* [Extract to read]:
Content starts

Subcapsular/Intraparenchymal Splenic Hematoma
The spleen parenchyma is injured and bleeding occurs, but the splenic capsule remains intact.
  • The blood of a subcapsular hematoma appears hypoechoic and flattens or indents the spleen parenchyma. The splenic capsule is seen as a bright crescentic line providing the outer boundary of the hematoma.
  • Intraparenchymal hematomas appear as intraparenchymal masses of varying echogenicity (Fig. 2.99).
  • Beware the wraparound liver described previously.
Splenic Rupture
Injury lacerates the splenic parenchyma and the splenic capsule resulting in fragmentation of the spleen and blood in the peritoneal cavity.
  • Fluid seen in the peritoneal cavity is indicative of hemoperitoneum. The fluid may be anechoic or contain particulate matter or clots.
  • Immediately after injury, liquid blood defines splenic lacerations as irregular jagged lines (Fig. 2.100).
  • With clotting of blood 24-48 hours after injury the laceration may not be identifiable because the blood is isoechoic with splenic parenchyma.
  • When the clotted blood liquefies, lacerations are again easily seen.
Figure 2.100 Splenic Laceration. A splenic laceration appears as a slightly hypoechoic jagged line (arrows) extending through the spleen (S). The patient had a hemoperitoneum.

Peritoneal Cavity
Ascites is an accumulation of fluid within the peritoneal cavity. Ascites may be a transudate or exudate, blood, pus, bile, urine, pancreatic juice, or lymphatic fluid. US is highly sensitive in detecting intraperitoneal fluid and demonstrates as little as a few mL of fluid.

Content ends

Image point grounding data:
Content starts

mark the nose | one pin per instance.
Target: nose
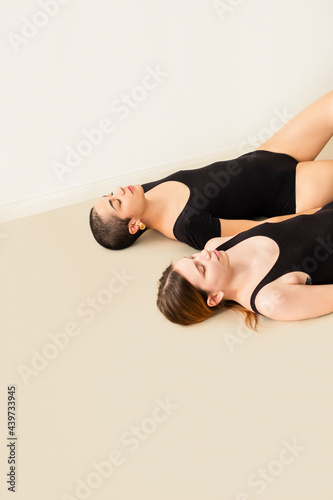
(205, 254)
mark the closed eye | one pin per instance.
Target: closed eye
(111, 204)
(201, 269)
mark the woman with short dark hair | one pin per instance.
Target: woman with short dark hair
(278, 180)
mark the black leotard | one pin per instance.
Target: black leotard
(256, 184)
(305, 243)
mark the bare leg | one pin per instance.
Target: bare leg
(303, 137)
(314, 184)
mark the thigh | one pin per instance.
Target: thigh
(314, 184)
(305, 135)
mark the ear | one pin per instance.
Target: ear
(214, 298)
(133, 226)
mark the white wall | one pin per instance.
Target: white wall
(229, 68)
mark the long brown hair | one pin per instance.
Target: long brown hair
(184, 304)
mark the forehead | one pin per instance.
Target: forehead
(102, 205)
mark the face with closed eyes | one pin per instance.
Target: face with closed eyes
(128, 202)
(209, 271)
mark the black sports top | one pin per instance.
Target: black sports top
(305, 244)
(256, 184)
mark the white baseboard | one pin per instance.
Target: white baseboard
(95, 189)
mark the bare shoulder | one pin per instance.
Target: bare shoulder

Content ends

* [Required work]:
a) According to the ultrasound text, why might a splenic laceration be hard to identify 24 to 48 hours after injury?
b) Copy the ultrasound text word for word from "Subcapsular/Intraparenchymal Splenic Hematoma" to "liver described previously.".

* [Exercise answers]:
a) By then the blood has clotted, and clotted blood is isoechoic with the splenic parenchyma. The laceration therefore blends in and may not be identifiable.

b)
Subcapsular/Intraparenchymal Splenic Hematoma
The spleen parenchyma is injured and bleeding occurs, but the splenic capsule remains intact.
  • The blood of a subcapsular hematoma appears hypoechoic and flattens or indents the spleen parenchyma. The splenic capsule is seen as a bright crescentic line providing the outer boundary of the hematoma.
  • Intraparenchymal hematomas appear as intraparenchymal masses of varying echogenicity (Fig. 2.99).
  • Beware the wraparound liver described previously.